___ DATA PROVIDED ___
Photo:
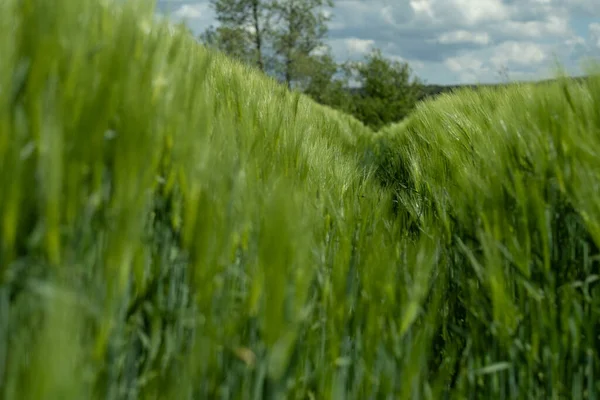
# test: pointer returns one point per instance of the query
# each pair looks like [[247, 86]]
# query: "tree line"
[[286, 39]]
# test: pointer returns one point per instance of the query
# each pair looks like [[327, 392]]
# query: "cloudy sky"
[[453, 41]]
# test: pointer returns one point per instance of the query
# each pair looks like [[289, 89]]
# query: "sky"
[[452, 41]]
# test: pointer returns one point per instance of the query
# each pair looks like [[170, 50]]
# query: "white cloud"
[[450, 40], [462, 36], [554, 25], [191, 11], [360, 46], [462, 12], [518, 53]]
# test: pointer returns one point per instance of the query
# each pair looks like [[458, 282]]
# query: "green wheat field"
[[175, 225]]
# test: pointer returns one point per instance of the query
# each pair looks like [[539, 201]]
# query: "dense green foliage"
[[176, 225]]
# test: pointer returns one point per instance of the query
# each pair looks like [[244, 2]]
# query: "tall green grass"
[[176, 225]]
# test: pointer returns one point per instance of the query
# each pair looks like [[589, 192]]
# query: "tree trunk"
[[258, 35]]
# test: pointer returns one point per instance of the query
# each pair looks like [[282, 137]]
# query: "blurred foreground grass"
[[175, 225]]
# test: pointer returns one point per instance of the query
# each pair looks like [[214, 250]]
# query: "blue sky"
[[453, 41]]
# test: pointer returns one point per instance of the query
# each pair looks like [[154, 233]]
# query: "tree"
[[328, 83], [386, 93], [243, 29], [299, 29]]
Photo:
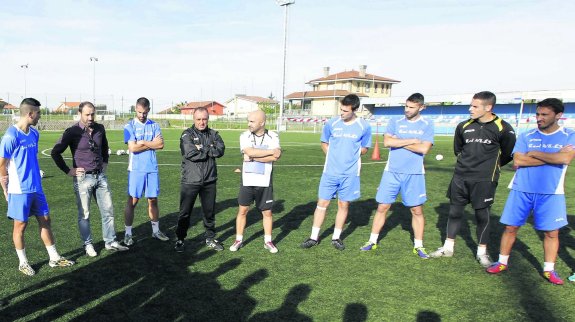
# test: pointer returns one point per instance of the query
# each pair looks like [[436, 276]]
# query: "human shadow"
[[358, 216], [469, 236], [355, 312], [567, 241], [136, 285], [288, 311], [398, 215], [427, 316], [196, 228]]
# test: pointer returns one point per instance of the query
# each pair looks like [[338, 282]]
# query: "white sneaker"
[[484, 260], [128, 240], [116, 246], [160, 236], [90, 251]]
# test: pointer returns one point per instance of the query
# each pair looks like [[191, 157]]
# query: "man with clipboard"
[[260, 148]]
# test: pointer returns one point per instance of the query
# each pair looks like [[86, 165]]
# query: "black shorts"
[[263, 196], [479, 194]]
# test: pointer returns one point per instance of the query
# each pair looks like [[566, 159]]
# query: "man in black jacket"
[[482, 144], [200, 146]]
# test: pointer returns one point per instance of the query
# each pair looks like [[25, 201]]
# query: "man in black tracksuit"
[[482, 145], [200, 146]]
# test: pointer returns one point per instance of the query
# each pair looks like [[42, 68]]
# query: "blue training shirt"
[[345, 142], [402, 160], [23, 170], [144, 161], [547, 178]]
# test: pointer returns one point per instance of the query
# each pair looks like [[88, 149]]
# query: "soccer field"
[[153, 282]]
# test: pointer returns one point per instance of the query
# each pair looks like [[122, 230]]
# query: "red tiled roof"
[[353, 74], [320, 94], [71, 104], [258, 99], [194, 105]]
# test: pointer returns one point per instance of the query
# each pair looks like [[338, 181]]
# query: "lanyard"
[[254, 139]]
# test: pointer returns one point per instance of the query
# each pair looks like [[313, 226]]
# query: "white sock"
[[314, 233], [155, 226], [53, 253], [22, 255], [503, 259], [449, 245], [417, 243], [336, 233]]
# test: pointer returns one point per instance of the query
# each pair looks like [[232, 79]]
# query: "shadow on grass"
[[140, 284], [288, 311], [428, 316], [358, 216], [355, 312], [398, 215], [566, 241]]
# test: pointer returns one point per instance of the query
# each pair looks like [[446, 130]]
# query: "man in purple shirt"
[[89, 146]]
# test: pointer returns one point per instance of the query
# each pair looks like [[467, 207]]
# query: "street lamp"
[[94, 59], [25, 67], [285, 4]]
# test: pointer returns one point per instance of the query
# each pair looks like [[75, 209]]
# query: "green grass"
[[152, 282]]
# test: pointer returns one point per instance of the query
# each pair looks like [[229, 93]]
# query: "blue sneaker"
[[420, 251], [368, 246]]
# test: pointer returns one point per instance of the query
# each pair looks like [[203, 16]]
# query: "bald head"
[[257, 122]]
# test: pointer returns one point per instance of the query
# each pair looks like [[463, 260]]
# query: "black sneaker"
[[338, 244], [309, 243], [214, 244], [179, 246]]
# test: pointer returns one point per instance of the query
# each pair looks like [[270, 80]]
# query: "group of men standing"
[[482, 145]]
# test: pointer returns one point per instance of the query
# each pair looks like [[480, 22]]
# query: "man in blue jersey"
[[541, 157], [89, 146], [344, 139], [409, 139], [143, 137], [22, 185]]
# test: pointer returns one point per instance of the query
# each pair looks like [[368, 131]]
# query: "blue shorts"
[[138, 182], [549, 211], [22, 206], [346, 188], [411, 186]]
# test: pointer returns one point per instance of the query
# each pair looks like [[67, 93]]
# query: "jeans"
[[188, 195], [86, 187]]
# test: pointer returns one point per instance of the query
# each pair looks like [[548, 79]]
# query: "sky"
[[173, 51]]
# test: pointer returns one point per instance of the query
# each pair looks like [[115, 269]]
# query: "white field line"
[[46, 155]]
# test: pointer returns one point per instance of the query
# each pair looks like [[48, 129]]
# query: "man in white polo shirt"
[[260, 148]]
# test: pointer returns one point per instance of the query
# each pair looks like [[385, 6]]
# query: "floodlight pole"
[[25, 67], [285, 4], [94, 60]]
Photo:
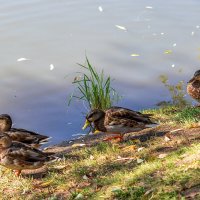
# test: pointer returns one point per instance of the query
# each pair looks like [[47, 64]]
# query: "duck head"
[[5, 141]]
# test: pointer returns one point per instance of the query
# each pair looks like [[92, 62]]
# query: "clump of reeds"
[[94, 88]]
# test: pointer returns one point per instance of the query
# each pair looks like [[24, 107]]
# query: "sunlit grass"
[[98, 173], [175, 115]]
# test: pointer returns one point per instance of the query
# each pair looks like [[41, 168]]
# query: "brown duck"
[[117, 120], [21, 135], [18, 156], [193, 86]]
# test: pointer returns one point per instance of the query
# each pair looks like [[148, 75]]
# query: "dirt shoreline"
[[142, 136]]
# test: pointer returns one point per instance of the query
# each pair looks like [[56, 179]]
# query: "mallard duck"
[[18, 156], [193, 86], [117, 120], [21, 135]]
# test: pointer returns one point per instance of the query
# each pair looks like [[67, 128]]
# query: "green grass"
[[94, 88], [98, 173], [174, 115]]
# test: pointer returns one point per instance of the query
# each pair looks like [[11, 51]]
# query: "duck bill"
[[87, 123]]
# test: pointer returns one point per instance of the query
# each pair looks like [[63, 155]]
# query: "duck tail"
[[152, 125]]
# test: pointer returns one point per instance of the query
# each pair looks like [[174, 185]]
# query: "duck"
[[193, 86], [118, 121], [19, 156], [21, 135]]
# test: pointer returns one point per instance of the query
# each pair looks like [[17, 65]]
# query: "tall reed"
[[94, 88]]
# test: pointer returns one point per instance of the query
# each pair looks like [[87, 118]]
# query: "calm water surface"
[[61, 33]]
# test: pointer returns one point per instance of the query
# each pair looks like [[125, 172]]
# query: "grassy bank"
[[158, 163]]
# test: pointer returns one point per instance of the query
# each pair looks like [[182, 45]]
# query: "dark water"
[[61, 33]]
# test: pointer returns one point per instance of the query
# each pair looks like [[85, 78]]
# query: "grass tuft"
[[94, 88]]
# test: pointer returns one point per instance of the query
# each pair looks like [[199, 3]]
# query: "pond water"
[[162, 37]]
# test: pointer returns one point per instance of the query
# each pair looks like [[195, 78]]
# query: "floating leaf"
[[51, 67], [162, 155], [121, 27], [22, 59], [135, 55], [100, 9], [168, 51], [149, 7]]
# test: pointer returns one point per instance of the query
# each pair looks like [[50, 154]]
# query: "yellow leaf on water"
[[167, 51], [135, 55]]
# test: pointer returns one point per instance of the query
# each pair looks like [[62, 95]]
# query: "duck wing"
[[127, 114], [28, 137]]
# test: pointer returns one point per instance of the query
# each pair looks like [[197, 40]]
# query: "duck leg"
[[17, 172], [118, 136]]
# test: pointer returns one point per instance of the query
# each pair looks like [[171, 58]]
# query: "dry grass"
[[160, 163]]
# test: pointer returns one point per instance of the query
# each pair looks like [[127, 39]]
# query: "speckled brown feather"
[[122, 120], [19, 156]]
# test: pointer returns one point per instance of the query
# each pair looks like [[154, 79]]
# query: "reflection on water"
[[163, 34]]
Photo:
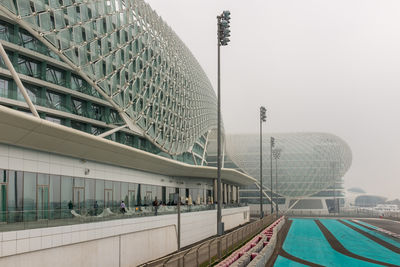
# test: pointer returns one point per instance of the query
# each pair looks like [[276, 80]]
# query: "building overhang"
[[21, 129]]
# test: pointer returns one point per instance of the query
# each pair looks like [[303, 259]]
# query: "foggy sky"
[[320, 66]]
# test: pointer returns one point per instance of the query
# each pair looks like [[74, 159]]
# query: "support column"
[[215, 191]]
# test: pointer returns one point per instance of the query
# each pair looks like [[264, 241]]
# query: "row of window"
[[40, 69], [27, 196], [12, 33], [55, 100], [46, 97]]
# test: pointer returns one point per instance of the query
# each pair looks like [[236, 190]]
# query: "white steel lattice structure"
[[308, 163], [132, 58]]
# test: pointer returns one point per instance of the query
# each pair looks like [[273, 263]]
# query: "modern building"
[[101, 102], [307, 170]]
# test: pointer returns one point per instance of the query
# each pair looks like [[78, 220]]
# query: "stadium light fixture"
[[263, 118], [223, 33]]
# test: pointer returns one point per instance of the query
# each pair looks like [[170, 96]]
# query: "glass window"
[[29, 196], [108, 185], [100, 194], [55, 75], [3, 177], [117, 194], [54, 119], [78, 107], [90, 195], [66, 196], [114, 117], [5, 30], [97, 130], [29, 67], [132, 195], [124, 193], [54, 100], [55, 196], [4, 85], [33, 93], [77, 83], [3, 196], [79, 182], [78, 125], [43, 179], [15, 197], [30, 42], [98, 112]]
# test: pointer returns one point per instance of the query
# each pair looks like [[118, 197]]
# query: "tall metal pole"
[[276, 187], [261, 196], [272, 145], [334, 189], [219, 212], [223, 34]]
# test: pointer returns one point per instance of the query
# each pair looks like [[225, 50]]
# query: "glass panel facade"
[[29, 196], [38, 197]]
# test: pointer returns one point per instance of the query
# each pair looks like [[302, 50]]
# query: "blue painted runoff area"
[[283, 262], [367, 224], [376, 234], [360, 244], [305, 241]]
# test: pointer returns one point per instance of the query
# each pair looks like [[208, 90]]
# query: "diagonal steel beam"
[[17, 80]]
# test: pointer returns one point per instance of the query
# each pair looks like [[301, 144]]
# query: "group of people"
[[122, 207]]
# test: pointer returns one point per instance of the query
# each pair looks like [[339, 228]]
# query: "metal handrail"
[[249, 229]]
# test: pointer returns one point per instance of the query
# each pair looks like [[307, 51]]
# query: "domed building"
[[307, 169]]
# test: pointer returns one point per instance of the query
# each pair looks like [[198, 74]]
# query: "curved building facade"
[[105, 119], [305, 165], [124, 65]]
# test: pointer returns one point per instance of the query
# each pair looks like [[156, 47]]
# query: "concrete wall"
[[23, 159], [126, 242]]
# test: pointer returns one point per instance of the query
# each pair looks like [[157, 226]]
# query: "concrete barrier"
[[263, 256], [257, 251]]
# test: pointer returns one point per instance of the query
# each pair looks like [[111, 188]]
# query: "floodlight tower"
[[277, 154], [271, 146], [223, 22], [263, 118]]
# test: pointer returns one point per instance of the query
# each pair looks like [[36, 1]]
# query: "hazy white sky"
[[324, 66]]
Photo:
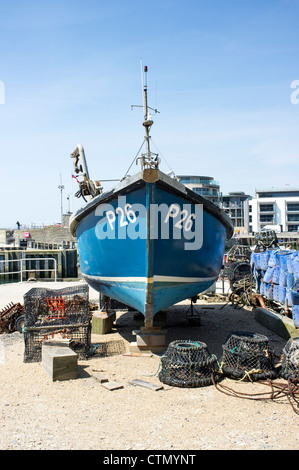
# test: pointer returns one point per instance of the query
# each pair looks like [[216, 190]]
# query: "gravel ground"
[[37, 413]]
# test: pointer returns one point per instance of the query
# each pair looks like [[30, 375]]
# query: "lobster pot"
[[290, 360], [269, 275], [290, 280], [295, 315], [264, 258], [295, 297], [248, 356], [56, 314], [269, 291], [283, 278], [276, 275], [276, 292], [282, 294], [188, 364], [289, 297]]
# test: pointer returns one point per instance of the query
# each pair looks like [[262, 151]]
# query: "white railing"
[[22, 262]]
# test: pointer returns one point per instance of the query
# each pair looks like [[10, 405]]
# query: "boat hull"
[[151, 243]]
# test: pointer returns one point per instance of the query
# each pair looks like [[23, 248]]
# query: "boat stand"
[[192, 314]]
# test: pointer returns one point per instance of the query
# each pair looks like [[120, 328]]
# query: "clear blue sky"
[[220, 73]]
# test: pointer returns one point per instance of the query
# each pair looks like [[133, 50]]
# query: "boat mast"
[[148, 122], [148, 159]]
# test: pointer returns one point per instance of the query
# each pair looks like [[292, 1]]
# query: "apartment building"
[[276, 208]]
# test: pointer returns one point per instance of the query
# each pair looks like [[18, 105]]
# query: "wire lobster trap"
[[290, 361], [56, 314], [248, 356], [188, 364]]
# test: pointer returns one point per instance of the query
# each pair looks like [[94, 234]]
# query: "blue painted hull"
[[150, 243]]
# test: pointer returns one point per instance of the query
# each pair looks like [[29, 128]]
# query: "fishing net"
[[290, 361], [248, 356], [51, 314], [188, 364]]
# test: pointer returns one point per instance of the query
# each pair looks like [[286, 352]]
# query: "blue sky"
[[220, 73]]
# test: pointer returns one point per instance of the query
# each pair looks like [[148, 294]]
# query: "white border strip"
[[155, 279]]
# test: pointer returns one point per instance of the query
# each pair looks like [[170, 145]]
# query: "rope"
[[289, 391], [134, 159]]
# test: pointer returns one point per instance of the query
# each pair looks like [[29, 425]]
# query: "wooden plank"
[[149, 385], [112, 385], [60, 363], [100, 377]]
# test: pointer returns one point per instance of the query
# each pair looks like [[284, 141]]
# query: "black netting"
[[56, 314], [188, 364], [248, 356], [290, 360]]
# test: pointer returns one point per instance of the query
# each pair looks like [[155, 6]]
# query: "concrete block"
[[150, 340], [152, 349], [59, 362], [279, 324], [112, 385], [102, 322]]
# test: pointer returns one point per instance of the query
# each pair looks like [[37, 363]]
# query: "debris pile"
[[9, 315], [248, 356], [56, 313], [188, 364]]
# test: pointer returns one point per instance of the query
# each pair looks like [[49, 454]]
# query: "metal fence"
[[22, 267]]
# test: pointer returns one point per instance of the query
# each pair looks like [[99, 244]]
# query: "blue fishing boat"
[[150, 242]]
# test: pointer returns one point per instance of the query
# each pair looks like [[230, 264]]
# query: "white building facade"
[[274, 208]]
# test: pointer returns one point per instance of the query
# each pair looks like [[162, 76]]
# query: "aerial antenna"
[[149, 159]]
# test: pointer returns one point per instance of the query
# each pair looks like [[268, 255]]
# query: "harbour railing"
[[22, 267]]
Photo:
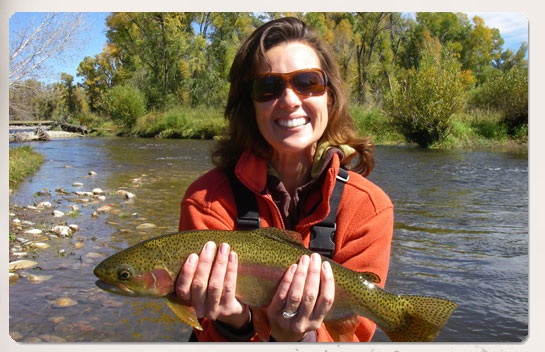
___
Find each line in the records above that contains the word "metal", and copy those lines out.

# query: "tall metal pole"
# query: "metal handrail"
# query: "metal fence"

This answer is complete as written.